O QUE FAZER:
Reproduza fielmente o trecho do texto sobre a fome no Rio de Janeiro, começando em "é a mais atingida" e terminando em "o que comer.".

TEXTO:
┄┄┄┄┄┄┄┄┄┄

Falta
do que comer é maior entre famílias com chefia feminina
A insegurança alimentar grave é realidade em 7,9% das casas
na capital fluminense. Em números absolutos, são 489 mil
pessoas que passam fome. Cerca de 2 milhões de cariocas convivem com
algum grau de insegurança alimentar (seja leve, moderada ou
grave). Os dados inéditos fazem parte do I Inquérito sobre a Insegurança
Alimentar no Município do Rio de Janeiro – o Mapa da Fome da Cidade do
Rio de Janeiro.
A pesquisa revela ainda que o acesso à
alimentação adequada se dá de forma desigual na geografia da capital
fluminense. A Área de Planejamento (AE) 3 (Zona Norte sem a Grande Tijuca)
é a mais atingida pela fome – ela se apresenta em 10,1% das
casas. A fome é maior nos lares chefiados por pessoas negras (em 9,5%
desses domicílios). Quando o estudo faz a análise por gênero, 8,3% das
famílias comandadas por mulheres também não têm o que comer.
O Mapa da Fome da Cidade do Rio de Janeiro é uma
parceria entre a Frente Parlamentar contra a Fome e a Miséria no
Município do Rio de Janeiro da Câmara Municipal e o Instituto de Nutrição
Josué de Castro (INJC/UFRJ). Com o lançamento do estudo, o Rio de Janeiro
se torna a primeira cidade brasileira a mapear a insegurança alimentar e a fome
em nível municipal.
Outros indicadores mostram que a falta de comida
atinge 16,6% das famílias lideradas por
pessoas com escolaridade mais baixa. A fome também atinge 18,3%
das casas onde a pessoa de referência está desempregada, e em 34,7% dos
domicílios com renda per capita mais baixa.
“O perfil da pessoa que passa fome no Rio acompanha as
desigualdades nacionais. As famílias que têm insegurança alimentar grave têm a
chefia feminina, que tenha pessoa preta ou parda, com menor escolaridade com
fundamental incompleto, desempregado e famílias de menor renda, inferior a um
quarto do salário mínimo per capita”, disse Rosana Salles-Costa, professora e
pesquisadora do INJC/UFRJ.

┄┄┄┄┄┄┄┄┄┄

Listagem de dados:

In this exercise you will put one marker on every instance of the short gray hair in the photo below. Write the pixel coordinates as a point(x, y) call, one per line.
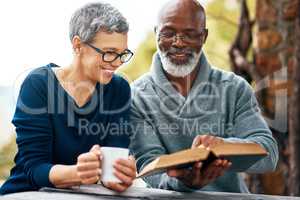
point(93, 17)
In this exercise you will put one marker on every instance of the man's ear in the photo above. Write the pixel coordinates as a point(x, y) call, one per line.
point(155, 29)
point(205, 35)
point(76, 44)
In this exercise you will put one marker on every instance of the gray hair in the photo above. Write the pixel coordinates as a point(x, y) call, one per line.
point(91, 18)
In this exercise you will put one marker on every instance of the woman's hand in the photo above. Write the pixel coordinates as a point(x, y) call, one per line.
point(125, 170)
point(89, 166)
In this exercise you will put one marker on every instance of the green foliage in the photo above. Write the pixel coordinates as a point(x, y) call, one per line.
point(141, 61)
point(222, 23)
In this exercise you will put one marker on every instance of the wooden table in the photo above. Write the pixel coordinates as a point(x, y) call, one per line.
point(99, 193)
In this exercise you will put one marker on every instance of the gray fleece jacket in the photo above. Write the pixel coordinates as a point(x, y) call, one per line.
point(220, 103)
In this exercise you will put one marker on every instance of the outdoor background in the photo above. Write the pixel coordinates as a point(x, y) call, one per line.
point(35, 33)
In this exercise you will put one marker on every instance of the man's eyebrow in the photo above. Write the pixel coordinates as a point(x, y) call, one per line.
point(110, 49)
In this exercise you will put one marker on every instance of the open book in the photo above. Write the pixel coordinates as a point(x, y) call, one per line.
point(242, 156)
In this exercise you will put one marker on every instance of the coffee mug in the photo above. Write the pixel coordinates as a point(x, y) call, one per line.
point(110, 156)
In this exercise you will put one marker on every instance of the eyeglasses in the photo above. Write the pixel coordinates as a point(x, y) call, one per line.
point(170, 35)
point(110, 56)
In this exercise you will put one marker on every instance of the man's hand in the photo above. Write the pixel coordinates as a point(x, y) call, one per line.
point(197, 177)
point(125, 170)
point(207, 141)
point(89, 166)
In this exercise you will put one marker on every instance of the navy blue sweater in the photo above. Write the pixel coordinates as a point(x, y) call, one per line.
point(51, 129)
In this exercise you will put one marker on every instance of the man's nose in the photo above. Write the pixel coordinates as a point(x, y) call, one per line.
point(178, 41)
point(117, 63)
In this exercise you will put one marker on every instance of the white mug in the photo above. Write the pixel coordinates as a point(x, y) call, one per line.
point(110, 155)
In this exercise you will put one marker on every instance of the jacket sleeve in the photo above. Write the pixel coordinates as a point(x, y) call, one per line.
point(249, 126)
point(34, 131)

┄┄┄┄┄┄┄┄┄┄

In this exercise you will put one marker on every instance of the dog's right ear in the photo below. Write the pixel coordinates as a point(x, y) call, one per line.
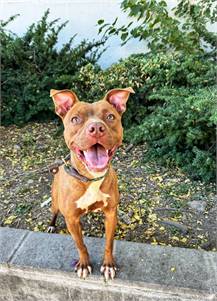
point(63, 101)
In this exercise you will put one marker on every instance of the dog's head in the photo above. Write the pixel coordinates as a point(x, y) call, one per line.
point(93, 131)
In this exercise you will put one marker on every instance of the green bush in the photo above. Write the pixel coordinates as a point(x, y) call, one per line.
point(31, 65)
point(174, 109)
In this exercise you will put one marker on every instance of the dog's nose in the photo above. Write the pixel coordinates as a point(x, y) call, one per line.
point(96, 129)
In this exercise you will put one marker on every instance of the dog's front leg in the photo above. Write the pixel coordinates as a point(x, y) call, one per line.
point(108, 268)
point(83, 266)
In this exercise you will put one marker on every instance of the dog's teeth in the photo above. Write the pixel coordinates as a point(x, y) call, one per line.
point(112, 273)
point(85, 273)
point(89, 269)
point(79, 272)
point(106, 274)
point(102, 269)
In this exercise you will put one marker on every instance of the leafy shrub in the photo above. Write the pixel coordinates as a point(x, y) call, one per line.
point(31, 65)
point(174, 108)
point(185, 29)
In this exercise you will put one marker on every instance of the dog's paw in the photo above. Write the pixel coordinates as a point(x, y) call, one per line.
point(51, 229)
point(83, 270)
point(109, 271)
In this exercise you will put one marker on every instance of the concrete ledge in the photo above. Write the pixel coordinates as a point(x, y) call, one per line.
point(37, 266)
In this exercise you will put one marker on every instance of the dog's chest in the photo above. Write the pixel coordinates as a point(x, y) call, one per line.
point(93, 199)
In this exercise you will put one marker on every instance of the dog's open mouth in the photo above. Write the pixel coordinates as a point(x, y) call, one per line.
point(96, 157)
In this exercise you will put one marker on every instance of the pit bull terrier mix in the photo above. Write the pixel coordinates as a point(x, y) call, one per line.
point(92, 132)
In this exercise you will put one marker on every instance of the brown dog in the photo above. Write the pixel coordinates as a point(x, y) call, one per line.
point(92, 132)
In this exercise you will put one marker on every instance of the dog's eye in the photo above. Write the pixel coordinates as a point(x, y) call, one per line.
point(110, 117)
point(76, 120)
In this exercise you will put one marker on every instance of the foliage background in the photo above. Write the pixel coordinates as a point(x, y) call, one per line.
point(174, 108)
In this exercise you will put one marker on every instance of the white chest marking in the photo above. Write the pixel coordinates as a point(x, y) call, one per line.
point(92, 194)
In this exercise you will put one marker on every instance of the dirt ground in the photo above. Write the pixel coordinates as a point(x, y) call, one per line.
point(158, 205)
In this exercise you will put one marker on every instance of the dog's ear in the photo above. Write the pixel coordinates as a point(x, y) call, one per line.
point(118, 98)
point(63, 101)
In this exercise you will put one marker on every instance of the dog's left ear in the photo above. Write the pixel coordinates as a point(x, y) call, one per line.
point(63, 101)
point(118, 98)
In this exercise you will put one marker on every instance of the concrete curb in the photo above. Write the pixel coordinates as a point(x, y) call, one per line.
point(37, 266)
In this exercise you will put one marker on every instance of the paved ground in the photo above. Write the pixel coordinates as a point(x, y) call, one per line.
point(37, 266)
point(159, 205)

┄┄┄┄┄┄┄┄┄┄

SOLUÇÃO:
é a mais atingida pela fome – ela se apresenta em 10,1% das
casas. A fome é maior nos lares chefiados por pessoas negras (em 9,5%
desses domicílios). Quando o estudo faz a análise por gênero, 8,3% das
famílias comandadas por mulheres também não têm o que comer.